Start of Data for analysis

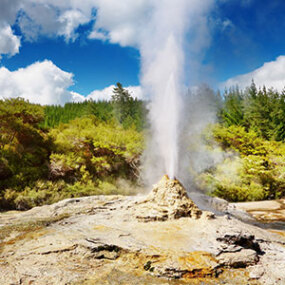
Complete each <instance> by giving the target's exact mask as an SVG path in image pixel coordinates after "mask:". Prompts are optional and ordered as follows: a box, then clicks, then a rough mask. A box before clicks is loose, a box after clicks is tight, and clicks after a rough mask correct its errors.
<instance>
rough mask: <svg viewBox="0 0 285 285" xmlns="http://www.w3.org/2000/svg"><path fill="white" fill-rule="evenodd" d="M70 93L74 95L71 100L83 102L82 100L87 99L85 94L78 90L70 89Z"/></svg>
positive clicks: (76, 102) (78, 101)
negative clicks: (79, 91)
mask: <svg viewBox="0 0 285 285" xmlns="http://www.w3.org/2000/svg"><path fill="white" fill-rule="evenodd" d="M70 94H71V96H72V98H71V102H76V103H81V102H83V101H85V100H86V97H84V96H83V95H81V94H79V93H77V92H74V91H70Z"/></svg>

End of Data for analysis
Start of Data for analysis

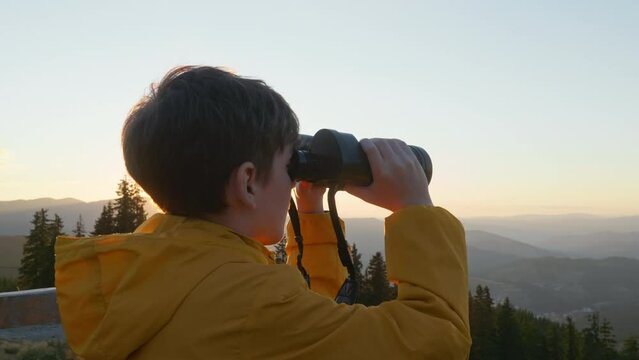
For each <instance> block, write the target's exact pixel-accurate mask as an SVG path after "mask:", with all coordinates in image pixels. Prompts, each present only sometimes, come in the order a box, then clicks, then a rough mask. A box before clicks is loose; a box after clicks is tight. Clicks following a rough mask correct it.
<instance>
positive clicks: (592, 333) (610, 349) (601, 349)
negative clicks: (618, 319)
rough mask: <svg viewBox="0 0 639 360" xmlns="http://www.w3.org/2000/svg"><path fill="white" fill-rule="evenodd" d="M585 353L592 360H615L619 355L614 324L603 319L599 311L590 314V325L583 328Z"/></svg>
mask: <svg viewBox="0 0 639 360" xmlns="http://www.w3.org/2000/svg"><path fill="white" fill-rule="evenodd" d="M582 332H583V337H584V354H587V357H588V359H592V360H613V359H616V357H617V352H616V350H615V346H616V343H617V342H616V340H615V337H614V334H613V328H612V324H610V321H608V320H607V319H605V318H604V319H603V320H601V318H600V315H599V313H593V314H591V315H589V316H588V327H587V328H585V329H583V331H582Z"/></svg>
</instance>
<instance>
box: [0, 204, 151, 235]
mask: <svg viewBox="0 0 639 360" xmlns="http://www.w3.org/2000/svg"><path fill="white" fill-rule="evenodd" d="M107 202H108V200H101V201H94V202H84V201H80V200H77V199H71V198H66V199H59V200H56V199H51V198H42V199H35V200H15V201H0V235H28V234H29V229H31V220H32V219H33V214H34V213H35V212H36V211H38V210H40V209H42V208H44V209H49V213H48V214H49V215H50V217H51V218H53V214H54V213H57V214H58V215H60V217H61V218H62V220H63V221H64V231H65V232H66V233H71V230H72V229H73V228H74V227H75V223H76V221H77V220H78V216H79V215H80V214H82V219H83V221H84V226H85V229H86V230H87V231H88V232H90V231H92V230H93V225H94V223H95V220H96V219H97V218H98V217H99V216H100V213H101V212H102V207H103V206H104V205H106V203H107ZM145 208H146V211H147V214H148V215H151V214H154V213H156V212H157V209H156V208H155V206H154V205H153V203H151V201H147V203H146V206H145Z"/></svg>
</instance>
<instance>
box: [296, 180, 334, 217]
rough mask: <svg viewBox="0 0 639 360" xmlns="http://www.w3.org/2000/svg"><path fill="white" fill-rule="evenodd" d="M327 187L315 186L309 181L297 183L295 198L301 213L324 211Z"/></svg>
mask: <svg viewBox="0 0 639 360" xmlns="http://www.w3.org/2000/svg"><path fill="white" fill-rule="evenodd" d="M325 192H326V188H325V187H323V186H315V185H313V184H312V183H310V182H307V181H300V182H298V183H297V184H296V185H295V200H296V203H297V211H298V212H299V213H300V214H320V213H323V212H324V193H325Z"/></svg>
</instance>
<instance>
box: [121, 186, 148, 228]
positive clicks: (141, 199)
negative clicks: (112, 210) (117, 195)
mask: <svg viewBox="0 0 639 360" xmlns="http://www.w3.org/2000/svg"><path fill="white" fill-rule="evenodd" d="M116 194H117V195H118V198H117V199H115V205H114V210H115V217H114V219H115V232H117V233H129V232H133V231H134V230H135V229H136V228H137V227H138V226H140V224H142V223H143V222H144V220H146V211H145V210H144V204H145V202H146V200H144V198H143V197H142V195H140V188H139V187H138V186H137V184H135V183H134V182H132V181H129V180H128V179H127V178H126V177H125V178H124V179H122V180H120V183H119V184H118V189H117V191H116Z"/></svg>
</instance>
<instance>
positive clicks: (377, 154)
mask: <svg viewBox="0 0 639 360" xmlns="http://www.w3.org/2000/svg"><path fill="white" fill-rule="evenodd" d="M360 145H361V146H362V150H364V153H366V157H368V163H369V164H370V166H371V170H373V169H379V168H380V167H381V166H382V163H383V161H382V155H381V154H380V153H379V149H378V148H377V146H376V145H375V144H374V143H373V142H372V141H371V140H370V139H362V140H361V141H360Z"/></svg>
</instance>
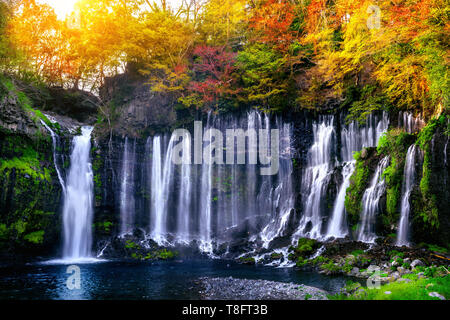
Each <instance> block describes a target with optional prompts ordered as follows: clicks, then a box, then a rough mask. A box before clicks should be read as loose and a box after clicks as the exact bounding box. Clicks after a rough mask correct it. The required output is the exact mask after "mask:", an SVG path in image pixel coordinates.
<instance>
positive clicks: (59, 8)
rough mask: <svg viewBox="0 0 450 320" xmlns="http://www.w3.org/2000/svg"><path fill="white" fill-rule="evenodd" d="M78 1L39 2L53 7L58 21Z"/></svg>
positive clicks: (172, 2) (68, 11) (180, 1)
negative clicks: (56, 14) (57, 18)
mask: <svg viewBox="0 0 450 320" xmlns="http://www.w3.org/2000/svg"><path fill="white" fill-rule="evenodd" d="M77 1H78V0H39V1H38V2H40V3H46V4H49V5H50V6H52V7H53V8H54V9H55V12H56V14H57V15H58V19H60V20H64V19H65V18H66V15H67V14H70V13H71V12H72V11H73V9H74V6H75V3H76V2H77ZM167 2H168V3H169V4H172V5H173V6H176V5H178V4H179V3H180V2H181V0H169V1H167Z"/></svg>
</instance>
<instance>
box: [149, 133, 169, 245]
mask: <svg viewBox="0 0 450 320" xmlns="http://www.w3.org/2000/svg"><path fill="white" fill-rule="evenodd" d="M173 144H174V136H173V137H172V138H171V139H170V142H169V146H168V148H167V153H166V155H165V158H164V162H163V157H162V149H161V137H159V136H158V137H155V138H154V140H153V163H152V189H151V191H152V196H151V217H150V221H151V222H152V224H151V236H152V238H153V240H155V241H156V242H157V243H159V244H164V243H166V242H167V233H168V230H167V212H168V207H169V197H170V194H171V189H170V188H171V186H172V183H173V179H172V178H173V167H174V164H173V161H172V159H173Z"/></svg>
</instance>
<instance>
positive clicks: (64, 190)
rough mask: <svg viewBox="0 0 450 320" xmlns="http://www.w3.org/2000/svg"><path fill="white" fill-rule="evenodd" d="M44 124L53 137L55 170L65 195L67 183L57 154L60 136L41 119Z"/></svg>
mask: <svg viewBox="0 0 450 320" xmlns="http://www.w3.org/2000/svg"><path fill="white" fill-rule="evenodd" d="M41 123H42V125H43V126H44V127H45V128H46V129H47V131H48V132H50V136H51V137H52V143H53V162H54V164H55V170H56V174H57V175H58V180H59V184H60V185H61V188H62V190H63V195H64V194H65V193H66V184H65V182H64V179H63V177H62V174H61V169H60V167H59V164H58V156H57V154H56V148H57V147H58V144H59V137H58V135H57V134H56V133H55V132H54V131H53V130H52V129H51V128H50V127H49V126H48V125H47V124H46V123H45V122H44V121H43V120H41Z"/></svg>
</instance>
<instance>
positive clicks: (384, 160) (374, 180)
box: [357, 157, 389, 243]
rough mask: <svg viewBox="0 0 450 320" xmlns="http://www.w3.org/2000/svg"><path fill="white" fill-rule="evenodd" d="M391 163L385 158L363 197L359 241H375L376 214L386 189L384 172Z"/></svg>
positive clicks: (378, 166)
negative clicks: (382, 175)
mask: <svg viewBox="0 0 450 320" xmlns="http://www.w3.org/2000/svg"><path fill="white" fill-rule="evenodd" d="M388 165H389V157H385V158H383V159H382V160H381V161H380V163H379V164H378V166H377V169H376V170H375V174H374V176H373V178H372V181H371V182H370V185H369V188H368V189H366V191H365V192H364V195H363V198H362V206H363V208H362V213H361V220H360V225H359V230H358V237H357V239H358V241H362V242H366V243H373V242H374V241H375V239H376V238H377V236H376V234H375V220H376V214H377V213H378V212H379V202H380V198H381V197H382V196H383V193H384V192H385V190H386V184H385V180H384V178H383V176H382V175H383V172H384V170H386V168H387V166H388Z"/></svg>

End of Data for analysis

§ Instructions for the task:
Format the data from the line containing "For each <instance>" through the line containing "negative clicks: (618, 319)", both included, as a Markdown table. Use the columns Row, holding a sequential row number, and Text, holding the line, and omit any blank lines.

§ Answer space:
| Row | Text |
|---|---|
| 1 | For each <instance> block, write the target's exact pixel-accurate mask as an SVG path after "mask:", with all coordinates in image pixels. Prompts, each present only sometimes, come in the order a box, then clicks, then a rough mask. A box before clicks is loose; a box after clicks is tight. Clicks following a rough mask correct it. |
| 2 | <instance> |
| 3 | positive clicks: (592, 333) (610, 349) (601, 349) |
| 4 | negative clicks: (618, 319) |